Dataset items:
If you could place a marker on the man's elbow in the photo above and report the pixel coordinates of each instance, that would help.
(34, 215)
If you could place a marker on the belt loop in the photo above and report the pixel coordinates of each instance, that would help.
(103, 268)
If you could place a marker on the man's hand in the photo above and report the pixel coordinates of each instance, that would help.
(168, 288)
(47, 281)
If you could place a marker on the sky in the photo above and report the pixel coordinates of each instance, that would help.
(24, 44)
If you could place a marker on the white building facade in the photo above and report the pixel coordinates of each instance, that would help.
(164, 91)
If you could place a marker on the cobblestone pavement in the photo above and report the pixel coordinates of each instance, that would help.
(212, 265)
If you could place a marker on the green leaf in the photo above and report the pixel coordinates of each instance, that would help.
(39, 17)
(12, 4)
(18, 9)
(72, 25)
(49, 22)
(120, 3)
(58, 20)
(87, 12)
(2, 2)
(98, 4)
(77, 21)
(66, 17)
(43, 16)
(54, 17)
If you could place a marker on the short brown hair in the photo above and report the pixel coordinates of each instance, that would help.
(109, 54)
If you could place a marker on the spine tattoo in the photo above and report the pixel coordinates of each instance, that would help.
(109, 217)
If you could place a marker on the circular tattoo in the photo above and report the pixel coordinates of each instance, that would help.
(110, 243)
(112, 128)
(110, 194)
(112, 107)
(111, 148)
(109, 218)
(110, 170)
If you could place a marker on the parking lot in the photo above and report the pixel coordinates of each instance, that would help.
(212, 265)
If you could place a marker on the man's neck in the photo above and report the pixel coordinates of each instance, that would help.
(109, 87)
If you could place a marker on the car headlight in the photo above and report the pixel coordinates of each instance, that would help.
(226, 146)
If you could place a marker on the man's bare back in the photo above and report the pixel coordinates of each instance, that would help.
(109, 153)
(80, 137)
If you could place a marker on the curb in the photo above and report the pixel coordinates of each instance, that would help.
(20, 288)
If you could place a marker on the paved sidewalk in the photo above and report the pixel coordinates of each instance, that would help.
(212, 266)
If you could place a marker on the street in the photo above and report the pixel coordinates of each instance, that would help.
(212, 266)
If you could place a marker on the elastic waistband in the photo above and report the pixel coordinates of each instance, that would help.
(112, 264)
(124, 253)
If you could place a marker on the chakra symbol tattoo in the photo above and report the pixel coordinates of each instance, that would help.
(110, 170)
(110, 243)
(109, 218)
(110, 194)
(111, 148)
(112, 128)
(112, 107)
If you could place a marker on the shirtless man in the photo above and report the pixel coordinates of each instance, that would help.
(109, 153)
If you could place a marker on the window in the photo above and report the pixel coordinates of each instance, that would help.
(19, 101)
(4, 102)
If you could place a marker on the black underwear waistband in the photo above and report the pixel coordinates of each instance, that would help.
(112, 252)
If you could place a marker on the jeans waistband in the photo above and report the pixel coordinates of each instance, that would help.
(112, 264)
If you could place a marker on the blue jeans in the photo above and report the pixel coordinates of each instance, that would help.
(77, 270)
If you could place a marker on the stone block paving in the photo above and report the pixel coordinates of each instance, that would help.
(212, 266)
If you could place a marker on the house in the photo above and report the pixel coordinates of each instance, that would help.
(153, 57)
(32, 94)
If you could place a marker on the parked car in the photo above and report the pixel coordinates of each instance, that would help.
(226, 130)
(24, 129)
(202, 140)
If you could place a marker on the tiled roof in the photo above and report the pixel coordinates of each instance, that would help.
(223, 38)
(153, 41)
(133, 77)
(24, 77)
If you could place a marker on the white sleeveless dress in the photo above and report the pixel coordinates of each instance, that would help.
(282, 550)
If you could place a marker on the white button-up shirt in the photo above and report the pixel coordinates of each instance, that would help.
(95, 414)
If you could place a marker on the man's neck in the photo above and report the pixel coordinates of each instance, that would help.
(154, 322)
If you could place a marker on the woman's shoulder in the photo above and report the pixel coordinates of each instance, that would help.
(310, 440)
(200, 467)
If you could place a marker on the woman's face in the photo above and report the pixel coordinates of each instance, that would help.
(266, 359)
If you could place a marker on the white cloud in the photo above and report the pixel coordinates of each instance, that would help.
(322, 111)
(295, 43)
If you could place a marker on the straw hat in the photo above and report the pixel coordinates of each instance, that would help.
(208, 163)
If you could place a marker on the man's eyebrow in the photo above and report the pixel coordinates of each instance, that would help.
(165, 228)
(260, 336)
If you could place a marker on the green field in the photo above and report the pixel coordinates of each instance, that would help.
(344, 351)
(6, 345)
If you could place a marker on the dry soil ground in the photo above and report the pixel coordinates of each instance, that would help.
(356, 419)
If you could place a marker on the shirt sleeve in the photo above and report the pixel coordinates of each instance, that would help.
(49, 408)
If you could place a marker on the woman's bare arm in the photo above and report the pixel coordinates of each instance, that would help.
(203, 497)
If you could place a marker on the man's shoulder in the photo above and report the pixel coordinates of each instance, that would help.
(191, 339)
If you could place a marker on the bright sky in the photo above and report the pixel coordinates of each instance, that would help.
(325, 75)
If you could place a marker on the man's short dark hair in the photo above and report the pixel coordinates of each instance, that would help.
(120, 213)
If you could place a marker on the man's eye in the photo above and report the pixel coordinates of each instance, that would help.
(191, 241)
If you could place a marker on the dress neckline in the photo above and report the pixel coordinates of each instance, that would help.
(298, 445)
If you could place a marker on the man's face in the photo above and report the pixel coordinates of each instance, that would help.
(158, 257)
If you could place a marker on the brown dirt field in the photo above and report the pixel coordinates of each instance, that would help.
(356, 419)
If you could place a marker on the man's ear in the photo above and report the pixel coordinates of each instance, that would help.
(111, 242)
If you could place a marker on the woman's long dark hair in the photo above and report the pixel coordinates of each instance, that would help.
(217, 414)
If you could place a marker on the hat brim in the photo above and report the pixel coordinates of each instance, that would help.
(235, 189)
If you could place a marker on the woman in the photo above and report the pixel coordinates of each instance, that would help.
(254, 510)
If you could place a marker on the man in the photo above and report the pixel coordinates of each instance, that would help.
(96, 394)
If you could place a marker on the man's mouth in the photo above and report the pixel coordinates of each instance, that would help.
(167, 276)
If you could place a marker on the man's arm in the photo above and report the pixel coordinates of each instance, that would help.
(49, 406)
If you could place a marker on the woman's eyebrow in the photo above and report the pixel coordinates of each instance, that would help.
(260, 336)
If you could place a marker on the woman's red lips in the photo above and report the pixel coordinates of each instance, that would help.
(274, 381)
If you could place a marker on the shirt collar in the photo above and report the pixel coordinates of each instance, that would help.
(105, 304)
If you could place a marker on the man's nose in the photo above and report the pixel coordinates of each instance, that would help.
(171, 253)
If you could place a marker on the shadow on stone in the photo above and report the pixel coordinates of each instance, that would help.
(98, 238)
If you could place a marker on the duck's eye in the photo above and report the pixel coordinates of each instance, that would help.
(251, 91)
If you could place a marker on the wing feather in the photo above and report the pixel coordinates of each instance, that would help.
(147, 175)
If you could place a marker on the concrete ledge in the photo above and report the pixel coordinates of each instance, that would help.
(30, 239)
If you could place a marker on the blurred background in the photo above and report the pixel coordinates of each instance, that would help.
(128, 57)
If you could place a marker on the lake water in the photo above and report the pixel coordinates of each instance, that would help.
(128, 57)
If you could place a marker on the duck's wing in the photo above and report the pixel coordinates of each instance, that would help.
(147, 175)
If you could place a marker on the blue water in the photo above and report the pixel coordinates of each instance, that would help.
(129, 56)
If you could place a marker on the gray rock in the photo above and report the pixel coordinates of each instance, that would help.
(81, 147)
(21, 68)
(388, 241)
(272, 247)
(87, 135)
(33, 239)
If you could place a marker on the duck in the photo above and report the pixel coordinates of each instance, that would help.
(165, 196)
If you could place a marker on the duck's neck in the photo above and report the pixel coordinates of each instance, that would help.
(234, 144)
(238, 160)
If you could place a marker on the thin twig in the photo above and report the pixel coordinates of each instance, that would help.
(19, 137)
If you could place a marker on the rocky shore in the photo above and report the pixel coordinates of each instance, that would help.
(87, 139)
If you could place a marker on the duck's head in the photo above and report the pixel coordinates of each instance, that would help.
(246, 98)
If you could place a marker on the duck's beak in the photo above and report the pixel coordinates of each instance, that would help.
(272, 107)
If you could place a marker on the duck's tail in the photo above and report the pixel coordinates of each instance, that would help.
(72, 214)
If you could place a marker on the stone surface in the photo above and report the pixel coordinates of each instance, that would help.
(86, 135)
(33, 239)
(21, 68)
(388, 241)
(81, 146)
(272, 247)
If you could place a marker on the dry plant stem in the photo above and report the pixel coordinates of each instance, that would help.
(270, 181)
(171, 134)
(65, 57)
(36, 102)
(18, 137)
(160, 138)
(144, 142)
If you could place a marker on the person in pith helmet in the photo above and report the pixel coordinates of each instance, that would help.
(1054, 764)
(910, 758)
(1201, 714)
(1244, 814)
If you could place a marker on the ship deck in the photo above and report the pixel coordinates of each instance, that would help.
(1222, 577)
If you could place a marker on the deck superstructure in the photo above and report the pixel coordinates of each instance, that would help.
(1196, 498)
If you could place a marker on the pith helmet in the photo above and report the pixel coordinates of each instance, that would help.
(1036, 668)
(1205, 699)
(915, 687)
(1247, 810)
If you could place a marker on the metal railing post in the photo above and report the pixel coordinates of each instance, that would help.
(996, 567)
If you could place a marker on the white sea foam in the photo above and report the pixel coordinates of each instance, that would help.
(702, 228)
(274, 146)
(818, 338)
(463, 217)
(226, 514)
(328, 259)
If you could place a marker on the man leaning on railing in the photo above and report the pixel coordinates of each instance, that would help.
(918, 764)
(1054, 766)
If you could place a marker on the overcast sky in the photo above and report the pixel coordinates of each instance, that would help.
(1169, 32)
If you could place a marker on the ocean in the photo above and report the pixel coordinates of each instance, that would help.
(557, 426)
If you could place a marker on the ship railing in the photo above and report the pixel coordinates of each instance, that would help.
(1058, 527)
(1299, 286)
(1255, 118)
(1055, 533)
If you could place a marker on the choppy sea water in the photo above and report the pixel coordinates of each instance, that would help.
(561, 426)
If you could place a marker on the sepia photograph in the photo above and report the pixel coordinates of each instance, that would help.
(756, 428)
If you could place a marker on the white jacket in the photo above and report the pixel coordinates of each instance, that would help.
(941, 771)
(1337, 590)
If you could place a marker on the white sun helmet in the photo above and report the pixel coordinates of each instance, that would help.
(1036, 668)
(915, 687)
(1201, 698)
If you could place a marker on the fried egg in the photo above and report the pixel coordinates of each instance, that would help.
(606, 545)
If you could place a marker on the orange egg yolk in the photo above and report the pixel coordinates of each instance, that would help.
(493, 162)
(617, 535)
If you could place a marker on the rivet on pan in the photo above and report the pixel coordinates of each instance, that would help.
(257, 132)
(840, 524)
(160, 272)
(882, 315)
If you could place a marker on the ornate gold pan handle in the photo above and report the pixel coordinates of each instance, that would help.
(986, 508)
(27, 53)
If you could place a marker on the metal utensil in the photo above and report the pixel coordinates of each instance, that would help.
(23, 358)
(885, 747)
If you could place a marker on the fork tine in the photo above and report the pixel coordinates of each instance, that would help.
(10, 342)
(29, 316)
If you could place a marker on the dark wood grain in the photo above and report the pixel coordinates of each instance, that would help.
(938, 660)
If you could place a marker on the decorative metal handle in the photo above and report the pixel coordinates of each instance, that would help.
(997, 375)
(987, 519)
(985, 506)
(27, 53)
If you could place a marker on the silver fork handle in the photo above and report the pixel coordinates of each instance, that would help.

### TO DO
The answer must be the line containing "If you could place a marker on the decorative" and every line after it to the end of the data, exactly as written.

### RESPONSE TO THIS EXERCISE
If you could place a marker on the decorative metal handle in the photo above and report the pixel coordinates of each instance, that would help.
(997, 375)
(987, 519)
(985, 506)
(27, 53)
If you could place a marker on the silver fork handle in the photo above and report the pixel coordinates of each instance, that would help.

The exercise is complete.